As mentioned before, structuring elements are an essential tool to develop morphological operators. For methods that use classical mathematical morphology, the structuring element (SE) can be seen as a group of pixels. However, in our trajectory-based approach, the structuring element will be defined on the basis of the geometric definition of its frontier, so that any representation of the SE that allows the extraction of its frontier is valid for our method. An especially interesting case is the use of analytical expressions to define the SE, because this continuous representation gives, as a result, an adaptive precision and a more efficient computation than classical SE definitions, as it will be shown in the following sections. Figure 1 illustrates this concept with two cases of analytical SEs (left) and classical SEs (right). For instance, the first row shows a circular SE, which can be analytically expressed as (x−c _x)² + (y−c _y)² = r ², corresponding to a circumference centered on point (c _x, c _y) of radius r, instead of the classical neighborhood of pixels defined by the area of the circle, as shown on the right. This fact can be also extended to three-dimensional SEs, as shown on the second row in Figure 1.

Figure 1.

Examples of several possible representations of structuring elements. The leftmost figures show the analytical expressions of SEs; on the right, the corresponding classical SEs are shown.

This equation-based definition for the structuring element is used here for simplicity, but notice that our approach can be extended to any other frontier-based definition. Though the use of analytical or classical SEs in our model does not add any restriction for computing the trajectory-based morphological operators (as it will be shown, the method is based on a distance calculation), the analytical expression is preferable for efficiency and precision reasons.

^^^^^^^^^^^^^^^^

§ CHALLENGES
a) List every variable that appears in the equation for the circular structuring element in the passage on structuring elements.
b) Pick up the passage on structuring elements after its final sentence and carry it forward.

^^^^^^^^^^^^^^^^

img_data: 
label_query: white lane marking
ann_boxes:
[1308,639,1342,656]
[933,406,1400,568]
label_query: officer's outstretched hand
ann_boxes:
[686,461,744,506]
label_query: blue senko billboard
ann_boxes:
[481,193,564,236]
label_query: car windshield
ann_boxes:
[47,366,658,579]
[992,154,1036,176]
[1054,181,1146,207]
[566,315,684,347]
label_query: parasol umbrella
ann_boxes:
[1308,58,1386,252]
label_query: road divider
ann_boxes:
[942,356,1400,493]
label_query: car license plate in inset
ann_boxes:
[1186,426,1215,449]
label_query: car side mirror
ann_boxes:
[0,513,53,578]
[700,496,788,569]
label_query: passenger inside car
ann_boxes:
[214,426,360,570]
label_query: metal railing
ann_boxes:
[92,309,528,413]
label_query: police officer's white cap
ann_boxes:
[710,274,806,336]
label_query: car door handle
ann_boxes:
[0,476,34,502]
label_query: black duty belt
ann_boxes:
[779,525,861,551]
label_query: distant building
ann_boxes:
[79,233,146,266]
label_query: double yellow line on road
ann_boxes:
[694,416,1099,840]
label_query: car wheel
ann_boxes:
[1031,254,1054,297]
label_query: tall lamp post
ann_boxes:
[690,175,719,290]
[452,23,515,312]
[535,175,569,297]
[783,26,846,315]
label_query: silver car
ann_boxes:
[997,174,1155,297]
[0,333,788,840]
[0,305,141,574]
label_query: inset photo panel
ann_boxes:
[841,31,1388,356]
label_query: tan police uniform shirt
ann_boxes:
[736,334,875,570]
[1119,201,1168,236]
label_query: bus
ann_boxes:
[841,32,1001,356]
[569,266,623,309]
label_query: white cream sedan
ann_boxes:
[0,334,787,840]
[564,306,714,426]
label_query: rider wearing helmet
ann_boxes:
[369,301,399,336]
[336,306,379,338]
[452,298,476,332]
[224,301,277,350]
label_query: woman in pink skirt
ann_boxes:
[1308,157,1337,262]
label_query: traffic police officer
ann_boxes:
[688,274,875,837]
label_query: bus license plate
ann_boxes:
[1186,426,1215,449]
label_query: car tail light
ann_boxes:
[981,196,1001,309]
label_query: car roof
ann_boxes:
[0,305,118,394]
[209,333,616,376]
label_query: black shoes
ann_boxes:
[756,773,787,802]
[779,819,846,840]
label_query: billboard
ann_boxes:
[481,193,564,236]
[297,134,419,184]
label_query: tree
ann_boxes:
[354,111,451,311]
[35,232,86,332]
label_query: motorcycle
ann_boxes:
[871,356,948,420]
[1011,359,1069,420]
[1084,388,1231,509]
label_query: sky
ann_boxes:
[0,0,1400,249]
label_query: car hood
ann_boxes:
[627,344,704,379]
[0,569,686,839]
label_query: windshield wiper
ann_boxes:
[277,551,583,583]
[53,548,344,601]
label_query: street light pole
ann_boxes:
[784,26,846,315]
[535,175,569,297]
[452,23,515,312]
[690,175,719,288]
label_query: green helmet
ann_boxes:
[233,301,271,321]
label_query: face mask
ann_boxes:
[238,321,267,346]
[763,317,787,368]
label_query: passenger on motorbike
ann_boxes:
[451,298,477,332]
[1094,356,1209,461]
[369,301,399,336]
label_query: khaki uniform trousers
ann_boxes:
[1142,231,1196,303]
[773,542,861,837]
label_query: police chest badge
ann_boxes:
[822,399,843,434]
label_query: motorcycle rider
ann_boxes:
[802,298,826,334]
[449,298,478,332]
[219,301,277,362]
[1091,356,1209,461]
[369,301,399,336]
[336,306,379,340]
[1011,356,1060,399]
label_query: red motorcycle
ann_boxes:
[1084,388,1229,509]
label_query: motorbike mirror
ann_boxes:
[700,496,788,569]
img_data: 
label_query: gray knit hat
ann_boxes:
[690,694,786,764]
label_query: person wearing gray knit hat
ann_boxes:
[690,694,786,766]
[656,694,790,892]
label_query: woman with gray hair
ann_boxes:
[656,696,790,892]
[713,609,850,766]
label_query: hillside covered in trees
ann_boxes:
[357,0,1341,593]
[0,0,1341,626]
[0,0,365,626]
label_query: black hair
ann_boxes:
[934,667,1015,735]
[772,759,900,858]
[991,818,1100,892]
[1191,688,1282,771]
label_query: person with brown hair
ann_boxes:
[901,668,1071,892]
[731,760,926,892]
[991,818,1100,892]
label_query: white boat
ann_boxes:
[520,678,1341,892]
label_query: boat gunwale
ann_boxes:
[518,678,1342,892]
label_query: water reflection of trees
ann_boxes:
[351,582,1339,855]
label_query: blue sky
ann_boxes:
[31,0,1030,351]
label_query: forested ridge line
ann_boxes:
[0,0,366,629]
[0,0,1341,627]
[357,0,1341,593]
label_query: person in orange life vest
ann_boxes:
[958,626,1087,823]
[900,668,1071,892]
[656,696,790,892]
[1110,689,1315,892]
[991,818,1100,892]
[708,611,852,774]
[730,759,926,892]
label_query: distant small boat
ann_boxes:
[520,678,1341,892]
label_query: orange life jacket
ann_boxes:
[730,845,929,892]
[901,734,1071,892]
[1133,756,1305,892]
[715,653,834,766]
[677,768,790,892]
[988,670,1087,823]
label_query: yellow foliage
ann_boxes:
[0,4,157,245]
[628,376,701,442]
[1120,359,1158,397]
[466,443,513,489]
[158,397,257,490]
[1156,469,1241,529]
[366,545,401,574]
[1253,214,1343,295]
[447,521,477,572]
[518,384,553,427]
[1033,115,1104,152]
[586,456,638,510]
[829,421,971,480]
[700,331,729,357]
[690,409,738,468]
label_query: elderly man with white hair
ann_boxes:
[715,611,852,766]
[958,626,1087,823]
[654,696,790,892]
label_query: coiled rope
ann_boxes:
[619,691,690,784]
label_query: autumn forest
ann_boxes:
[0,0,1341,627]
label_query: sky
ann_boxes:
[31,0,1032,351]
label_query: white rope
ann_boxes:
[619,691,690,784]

^^^^^^^^^^^^^^^^

§ RESULTS
a) x, y, c_x, c_y, r

b)
2.2. Instant Basic Operations

A morphological operation will be divided into a sequence of unitary or basic operations. This sequence will guarantee the resulting order of the whole operation. Since every basic operation will correspond to a particular position of a structuring element along a trajectory that is performed during a period of time, we call them instant basic operations.

Let us define the instant basic operator ⊙_Γ(k), for any given instant k, as follows:

$$\begin{array}{c}X{\odot }_{\mathrm{\Gamma }\left(k\right)}B=p\in E:p={\mathrm{dist}}_{\overrightarrow{v}}\left(B,X•\mathrm{\Gamma }\left(k\right)\right)·\overrightarrow{v}\wedge B_p\cap X\ne Ø,\end{array}$$ (3)

where X is the target object, B the structuring element, B _p are copies of the structuring element centered at every point p when it touches the boundary of X, E ≡ R ⁿ, Γ(k) represents an homogeneous transformation matrix in R ⁿ⁺¹ × R ⁿ⁺¹ obtained for a particular real value k, and ${\mathrm{dist}}_{\overrightarrow{v}}$ is the Euclidean distance between the structuring element and the transformation of the object X-obtained by postmultiplying every element of the set X by the homogeneous transformation matrix Γ(k)-computed in the direction addressed by vector $\overrightarrow{v}$. In other words, this operation obtains the structuring element center when it touches the boundary X following direction $\overrightarrow{v}$.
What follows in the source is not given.